В-четвертых, это просто фантастически увлекательная книга. В интернете есть две электронные версии - с ятями и без них, но я сначала нашла только с ятями, с ними и читала. Это было впервые в моей практике, но это совершенно не затруднило процесс, настолько книга изумительно написана. Замечательный русский язык, тонкая ирония, иногда - убийственный сарказм, иногда - болезненные до слез сцены, но никогда нет истеричности, экзальтированности и показательного заламывания рук.
Одна лишь сцена - “Девочка со льдом” - совершенно раздирает душу, ее кусочек я спрячу под кат, потому что цитата длинная. Вообще в плане цитат это была для меня самая богатая книга, но я добавила около 20 цитат, а хотелось минимум вчетверо больше (но я не люблю длинных цитат, а разбивать чудесные построения автора не хотелось).
Пожалуйста, прочитайте эту книгу, даже если я вас еще не очень убедила. Даже если она вам не понравится, там есть многое, о чем стоит знать.
Девочка со льдом
В жизни каждого человека бывают минуты великого унижения. Такую минуту пережил я, когда, ползая под нарами в поисках какой-нибудь посуды, я сообразил, что эта девочка собирается теплом изголодавшегося своего тела растопить эту полупудовую глыбу замерзшей, отвратительной, свиной, но все же пищи; и что во всем этом скелетике тепла не хватит и на четверть этой глыбы.
Я очень тяжело ударился головой о какую-то перекладину под нарами и почти оглушенный от удара, отвращения и ярости, выбежал из палатки. Девочка все еще сидела на том же месте, и ее нижняя челюсть дрожала мелкой частой дрожью.
– Дяденька, не отбирай! – завизжала она.Я схватил ее вместе с кастрюлей и потащил в палатку. В голове мелькали какие-то сумасшедшие мысли. Я что-то, помню, говорил, но думаю, что и мои слова пахли сумасшедшим домом. Девочка вырвалась в истерии у меня из рук и бросилась к выходу из палатки. Я поймал ее и посадил на нары. Лихорадочно, дрожащими руками я стал шарить на полках, под нарами. Нашел чьи-то объедки, пол пайка Юриного хлеба и что-то еще. Девочка не ожидала, чтобы я протянул ей все это. Она судорожно схватила огрызок хлеба и стала запихивать себе в рот. По ее грязному личику катились слезы еще не остывшего испуга.

* * *

ЗАДАНИЕ:
Выпишите из фрагмента текста все достоинства книги, которые перечислены в предложении, начинающемся словами «Замечательный русский язык», до слов «но никогда».

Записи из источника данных
* * *

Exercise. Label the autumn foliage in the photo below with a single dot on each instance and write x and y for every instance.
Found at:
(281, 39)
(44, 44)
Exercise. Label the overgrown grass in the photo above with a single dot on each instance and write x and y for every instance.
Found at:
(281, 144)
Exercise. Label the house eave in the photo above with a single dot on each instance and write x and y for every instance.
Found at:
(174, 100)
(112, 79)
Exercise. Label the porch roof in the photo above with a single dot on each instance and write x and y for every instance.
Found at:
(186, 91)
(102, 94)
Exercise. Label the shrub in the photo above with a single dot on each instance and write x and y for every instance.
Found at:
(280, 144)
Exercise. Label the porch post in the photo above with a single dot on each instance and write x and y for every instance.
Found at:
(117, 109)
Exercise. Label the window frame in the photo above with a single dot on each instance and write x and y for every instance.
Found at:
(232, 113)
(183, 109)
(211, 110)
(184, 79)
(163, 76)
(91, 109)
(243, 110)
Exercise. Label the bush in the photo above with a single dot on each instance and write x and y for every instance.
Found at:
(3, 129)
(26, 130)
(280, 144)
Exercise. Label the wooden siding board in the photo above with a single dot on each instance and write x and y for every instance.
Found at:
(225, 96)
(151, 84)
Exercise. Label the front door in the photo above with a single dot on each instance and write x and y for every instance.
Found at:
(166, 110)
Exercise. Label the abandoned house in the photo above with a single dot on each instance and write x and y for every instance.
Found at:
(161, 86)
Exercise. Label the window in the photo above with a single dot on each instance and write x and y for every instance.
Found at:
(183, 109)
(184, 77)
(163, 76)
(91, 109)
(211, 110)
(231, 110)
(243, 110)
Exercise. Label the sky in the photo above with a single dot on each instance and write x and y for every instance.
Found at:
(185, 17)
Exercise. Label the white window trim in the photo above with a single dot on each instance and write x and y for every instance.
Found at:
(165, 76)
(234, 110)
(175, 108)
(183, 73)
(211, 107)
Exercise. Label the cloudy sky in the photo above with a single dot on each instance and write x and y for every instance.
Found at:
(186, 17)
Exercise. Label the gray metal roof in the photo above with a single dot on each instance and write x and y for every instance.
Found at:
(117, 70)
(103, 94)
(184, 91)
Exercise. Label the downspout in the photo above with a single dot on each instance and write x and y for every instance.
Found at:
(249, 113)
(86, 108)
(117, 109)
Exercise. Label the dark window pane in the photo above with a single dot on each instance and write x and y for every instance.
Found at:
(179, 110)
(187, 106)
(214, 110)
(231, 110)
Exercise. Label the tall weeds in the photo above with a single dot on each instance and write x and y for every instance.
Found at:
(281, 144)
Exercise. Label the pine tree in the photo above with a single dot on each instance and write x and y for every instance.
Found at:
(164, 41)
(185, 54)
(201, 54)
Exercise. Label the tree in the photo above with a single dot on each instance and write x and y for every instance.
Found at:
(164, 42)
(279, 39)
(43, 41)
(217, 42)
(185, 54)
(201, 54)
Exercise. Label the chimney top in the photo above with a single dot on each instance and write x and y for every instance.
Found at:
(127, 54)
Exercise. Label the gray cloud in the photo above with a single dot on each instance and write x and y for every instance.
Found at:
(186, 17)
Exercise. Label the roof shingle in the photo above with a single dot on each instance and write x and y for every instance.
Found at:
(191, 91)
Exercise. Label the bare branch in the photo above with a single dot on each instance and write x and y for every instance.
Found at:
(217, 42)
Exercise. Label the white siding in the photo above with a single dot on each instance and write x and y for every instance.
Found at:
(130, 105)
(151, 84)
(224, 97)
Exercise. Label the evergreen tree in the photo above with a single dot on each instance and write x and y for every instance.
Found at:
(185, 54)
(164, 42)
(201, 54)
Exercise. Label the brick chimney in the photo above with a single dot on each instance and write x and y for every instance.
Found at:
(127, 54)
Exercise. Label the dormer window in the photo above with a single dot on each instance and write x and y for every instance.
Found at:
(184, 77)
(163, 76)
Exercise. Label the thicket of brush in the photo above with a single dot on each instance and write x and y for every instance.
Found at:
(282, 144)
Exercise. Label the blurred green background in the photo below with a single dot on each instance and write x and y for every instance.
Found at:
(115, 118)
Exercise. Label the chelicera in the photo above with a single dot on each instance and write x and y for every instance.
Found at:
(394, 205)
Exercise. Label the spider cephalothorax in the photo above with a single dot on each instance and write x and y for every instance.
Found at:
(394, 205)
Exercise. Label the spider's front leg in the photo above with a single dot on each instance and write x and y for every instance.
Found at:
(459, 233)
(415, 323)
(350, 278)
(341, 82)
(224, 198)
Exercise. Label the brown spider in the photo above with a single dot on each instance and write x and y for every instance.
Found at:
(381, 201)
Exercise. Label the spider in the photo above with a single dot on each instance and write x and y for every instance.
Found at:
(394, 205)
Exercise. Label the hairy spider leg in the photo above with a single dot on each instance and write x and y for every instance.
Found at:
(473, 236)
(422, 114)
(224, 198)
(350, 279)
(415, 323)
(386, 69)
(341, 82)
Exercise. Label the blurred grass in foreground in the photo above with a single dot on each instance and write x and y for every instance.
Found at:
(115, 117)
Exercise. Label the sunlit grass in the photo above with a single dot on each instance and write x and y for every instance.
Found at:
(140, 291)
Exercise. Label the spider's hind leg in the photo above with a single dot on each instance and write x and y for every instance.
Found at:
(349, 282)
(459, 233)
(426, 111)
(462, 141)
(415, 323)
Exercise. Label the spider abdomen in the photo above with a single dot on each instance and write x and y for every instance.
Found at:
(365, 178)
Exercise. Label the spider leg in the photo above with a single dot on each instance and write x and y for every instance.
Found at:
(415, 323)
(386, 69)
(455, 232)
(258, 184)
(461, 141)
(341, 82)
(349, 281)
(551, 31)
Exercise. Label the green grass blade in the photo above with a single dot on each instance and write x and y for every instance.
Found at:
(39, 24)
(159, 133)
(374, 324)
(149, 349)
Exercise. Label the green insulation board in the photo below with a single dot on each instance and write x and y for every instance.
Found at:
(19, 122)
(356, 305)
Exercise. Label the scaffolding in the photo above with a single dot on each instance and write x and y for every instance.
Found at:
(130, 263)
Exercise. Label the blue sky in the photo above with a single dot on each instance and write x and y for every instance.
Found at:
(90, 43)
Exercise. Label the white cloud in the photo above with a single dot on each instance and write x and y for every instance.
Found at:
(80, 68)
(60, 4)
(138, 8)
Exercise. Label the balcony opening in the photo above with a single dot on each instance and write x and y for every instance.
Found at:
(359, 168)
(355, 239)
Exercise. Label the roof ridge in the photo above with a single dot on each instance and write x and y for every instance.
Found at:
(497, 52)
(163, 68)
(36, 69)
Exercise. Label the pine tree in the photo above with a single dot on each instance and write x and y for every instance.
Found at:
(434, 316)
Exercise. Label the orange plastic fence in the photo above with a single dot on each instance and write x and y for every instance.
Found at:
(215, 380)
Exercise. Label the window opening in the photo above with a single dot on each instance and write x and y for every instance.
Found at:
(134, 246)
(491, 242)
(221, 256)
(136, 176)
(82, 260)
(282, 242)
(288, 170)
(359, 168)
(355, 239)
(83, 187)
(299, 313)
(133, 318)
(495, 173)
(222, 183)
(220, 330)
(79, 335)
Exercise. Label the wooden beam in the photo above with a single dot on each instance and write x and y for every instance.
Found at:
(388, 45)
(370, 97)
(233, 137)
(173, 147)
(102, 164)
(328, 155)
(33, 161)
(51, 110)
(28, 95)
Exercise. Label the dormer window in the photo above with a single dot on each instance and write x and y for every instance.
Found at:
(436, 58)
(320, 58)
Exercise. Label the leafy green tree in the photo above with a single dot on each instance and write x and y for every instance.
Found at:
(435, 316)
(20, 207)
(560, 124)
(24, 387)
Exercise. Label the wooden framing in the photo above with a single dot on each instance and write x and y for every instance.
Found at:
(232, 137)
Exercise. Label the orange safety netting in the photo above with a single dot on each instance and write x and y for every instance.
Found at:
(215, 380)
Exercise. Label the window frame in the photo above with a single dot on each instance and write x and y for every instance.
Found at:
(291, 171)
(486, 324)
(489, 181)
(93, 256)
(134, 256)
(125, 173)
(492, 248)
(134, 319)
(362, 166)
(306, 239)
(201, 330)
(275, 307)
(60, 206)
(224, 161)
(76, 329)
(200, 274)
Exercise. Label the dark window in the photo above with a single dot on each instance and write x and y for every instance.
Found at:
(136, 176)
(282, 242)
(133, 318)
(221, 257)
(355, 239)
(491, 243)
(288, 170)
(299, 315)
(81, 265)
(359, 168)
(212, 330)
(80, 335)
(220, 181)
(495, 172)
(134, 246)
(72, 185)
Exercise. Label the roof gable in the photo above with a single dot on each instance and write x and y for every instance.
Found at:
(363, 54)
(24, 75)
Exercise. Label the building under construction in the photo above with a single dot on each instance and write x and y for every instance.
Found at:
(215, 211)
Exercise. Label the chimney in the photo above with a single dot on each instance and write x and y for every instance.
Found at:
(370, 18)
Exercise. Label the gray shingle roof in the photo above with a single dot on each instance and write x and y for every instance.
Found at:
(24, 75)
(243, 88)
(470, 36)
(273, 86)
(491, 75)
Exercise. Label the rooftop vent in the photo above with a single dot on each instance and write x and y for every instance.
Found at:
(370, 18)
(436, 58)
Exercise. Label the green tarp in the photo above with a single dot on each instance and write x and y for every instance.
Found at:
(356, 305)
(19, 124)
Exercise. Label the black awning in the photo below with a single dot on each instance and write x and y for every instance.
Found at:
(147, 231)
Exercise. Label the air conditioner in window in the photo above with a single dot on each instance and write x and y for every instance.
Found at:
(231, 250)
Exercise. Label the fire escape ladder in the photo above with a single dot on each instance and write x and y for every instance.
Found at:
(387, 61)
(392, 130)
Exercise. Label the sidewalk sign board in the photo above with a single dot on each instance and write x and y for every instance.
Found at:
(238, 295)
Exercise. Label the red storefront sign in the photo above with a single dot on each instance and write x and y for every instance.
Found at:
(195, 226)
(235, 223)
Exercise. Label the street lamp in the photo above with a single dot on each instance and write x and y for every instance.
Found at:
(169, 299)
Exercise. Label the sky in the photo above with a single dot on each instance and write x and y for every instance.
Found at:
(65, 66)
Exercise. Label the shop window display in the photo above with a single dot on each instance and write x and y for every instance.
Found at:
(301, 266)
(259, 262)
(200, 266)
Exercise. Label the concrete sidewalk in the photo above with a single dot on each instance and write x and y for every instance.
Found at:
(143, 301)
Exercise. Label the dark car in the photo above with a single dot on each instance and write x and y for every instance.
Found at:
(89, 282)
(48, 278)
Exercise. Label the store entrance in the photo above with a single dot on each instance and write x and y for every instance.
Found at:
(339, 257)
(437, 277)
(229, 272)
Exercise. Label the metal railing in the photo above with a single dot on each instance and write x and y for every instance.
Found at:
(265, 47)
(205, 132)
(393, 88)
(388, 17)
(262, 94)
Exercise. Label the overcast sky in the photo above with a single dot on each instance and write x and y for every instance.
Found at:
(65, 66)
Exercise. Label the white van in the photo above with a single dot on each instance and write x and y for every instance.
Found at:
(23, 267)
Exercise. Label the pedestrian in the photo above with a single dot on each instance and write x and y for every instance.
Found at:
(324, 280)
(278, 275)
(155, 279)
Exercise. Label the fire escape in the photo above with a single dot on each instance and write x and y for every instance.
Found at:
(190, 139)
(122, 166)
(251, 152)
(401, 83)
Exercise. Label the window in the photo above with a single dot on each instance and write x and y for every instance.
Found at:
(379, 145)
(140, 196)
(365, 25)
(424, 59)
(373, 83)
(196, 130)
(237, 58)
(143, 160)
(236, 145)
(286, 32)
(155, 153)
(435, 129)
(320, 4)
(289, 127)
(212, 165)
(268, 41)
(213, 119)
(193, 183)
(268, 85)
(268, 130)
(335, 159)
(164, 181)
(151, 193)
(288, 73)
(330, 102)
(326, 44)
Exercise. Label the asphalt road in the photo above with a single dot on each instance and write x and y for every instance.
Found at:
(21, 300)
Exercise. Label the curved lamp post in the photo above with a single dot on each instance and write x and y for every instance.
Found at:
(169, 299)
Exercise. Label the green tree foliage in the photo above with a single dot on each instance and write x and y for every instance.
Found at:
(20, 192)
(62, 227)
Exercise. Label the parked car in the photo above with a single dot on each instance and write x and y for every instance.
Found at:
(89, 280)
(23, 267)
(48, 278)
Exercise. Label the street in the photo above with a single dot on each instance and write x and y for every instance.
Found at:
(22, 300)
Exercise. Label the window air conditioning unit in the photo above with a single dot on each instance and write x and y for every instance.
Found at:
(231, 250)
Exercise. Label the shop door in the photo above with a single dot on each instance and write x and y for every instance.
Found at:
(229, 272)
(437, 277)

* * *

ОТВЕТ:
- замечательный русский язык
- тонкая ирония
- убийственный сарказм
- болезненные до слез сцены